──────── Extrait de page

On désigne par bouddhisme tibétain, une philosophie-religion qui s'est développée au Tibet mais continue aujourd’hui de vivre hors de ses frontières originelles depuis l’invasion chinoise de 1959. Il existe quatre écoles principales : Nyingmapa (dits Bonnets rouges), KagyüpaSakyapaGelugpa (dits Bonnets jaunes). Cette dernière est la plus connue grâce à la personnalité du Dalaï Lama. Les différences entre ces écoles réside, par exemple, dans le fait que les Nyingmapa sont plus axés sur la méditation, les Kagyüpa sur la transmission orale, les Sakyapa sur l'ascétisme et les Gelugpa sur l'érudition.

Dans le bouddhisme vajrayāna (véhicule de diamant), le but est de devenir un bodhisattva, c’est-à-dire un “être promis à l'Éveil”. Un être éveillé n'entre pas en nirvâna mais demeure dans le saṃsāra afin d'aider tous les êtres à se libérer de la souffrance. C'est une démarche de libération collective, au contraire du hinayana où l'on recherche la libération principalement pour soi-même.

────────────────
──────── Extraits des entrées

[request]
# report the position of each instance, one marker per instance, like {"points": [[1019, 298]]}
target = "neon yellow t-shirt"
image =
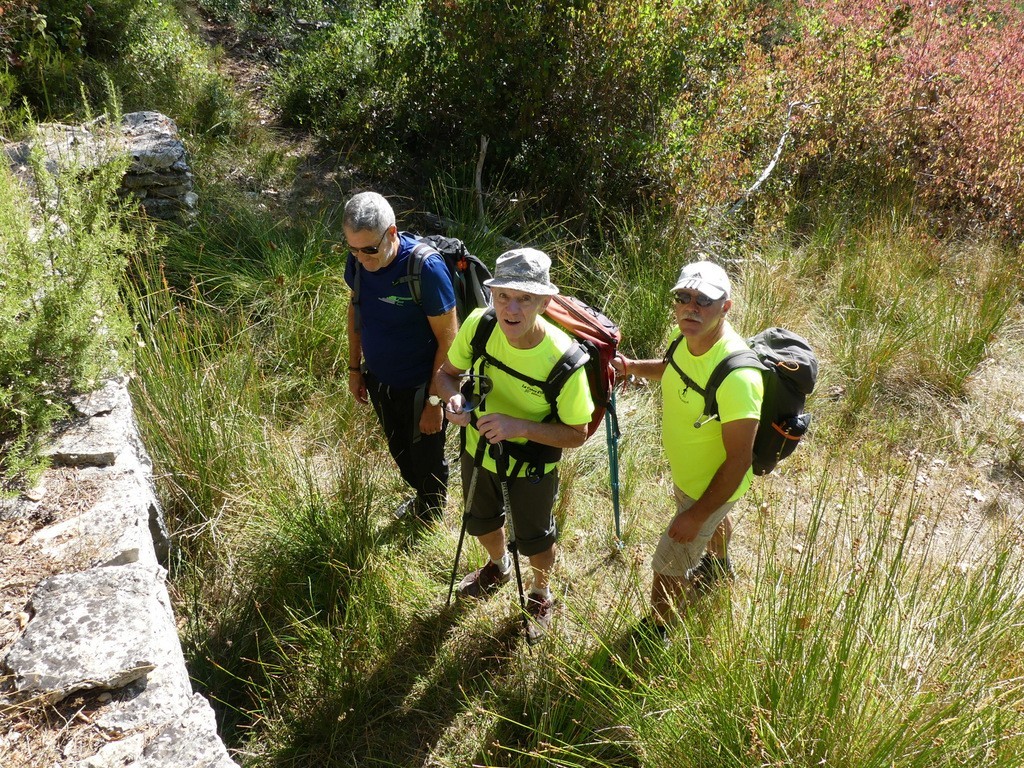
{"points": [[695, 454], [513, 396]]}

────────────────

## Vos tâches
1. D'après le texte sur le bouddhisme tibétain, quelle école est la plus connue, et grâce à qui ?
2. Résumez en deux phrases le texte sur le bouddhisme tibétain.
3. Poursuivez le texte sur le bouddhisme tibétain après sa dernière phrase.
Les entrées ne servent à rien pour ce travail.

## Résultats des tâches
1. L'école Gelugpa est la plus connue, grâce à la personnalité du Dalaï Lama.

2. Le bouddhisme tibétain, né au Tibet, vit hors de ses frontières d'origine depuis l'invasion chinoise de 1959 et compte quatre écoles principales, dont la plus connue est celle des Gelugpa, grâce au Dalaï Lama. Dans le vajrayāna, le but est de devenir un bodhisattva qui reste dans le saṃsāra pour aider tous les êtres à se libérer de la souffrance, selon une démarche de libération collective.

3.
Instruments du bouddhisme tibétain

Ce chapitre propose une découverte des instruments de musique les plus communément usités dans les rituels du bouddhisme tibétain. Selon la classification Sachs-Hornbostel, trois des quatre familles sont représentées : aérophones (hautbois, trompes), membranophones (tambours sur cadre, tambour en forme de sablier), idiophones (clochette, cymbales, gong).

 

Le Bouddha et la musique

La musique instrumentale occupe une place prépondérante dans les rituels bouddhiques tibétains bien que le Bouddha fut, en son temps, réticent à la chose musicale. Les textes rapportent qu’il fit appel à l’expérience musicale de l’un de ses disciples, le dénommé Sona Kalivissa, pour lui faire comprendre l’essence de la « voie moyenne » :

 

Bouddha. « Vous étiez un habile joueur de luth, n’est-ce pas, quand vous apparteniez au monde ?

Sona. — C’est vrai, Seigneur.

B. — Lorsque les cordes de votre luth étaient trop tendues, votre luth donnait-il le ton juste ?

S. — Non, Seigneur.

B. — Lorsque les cordes de votre luth étaient trop lâches, votre luth donnait-il le ton juste ?

S. — Non, Seigneur.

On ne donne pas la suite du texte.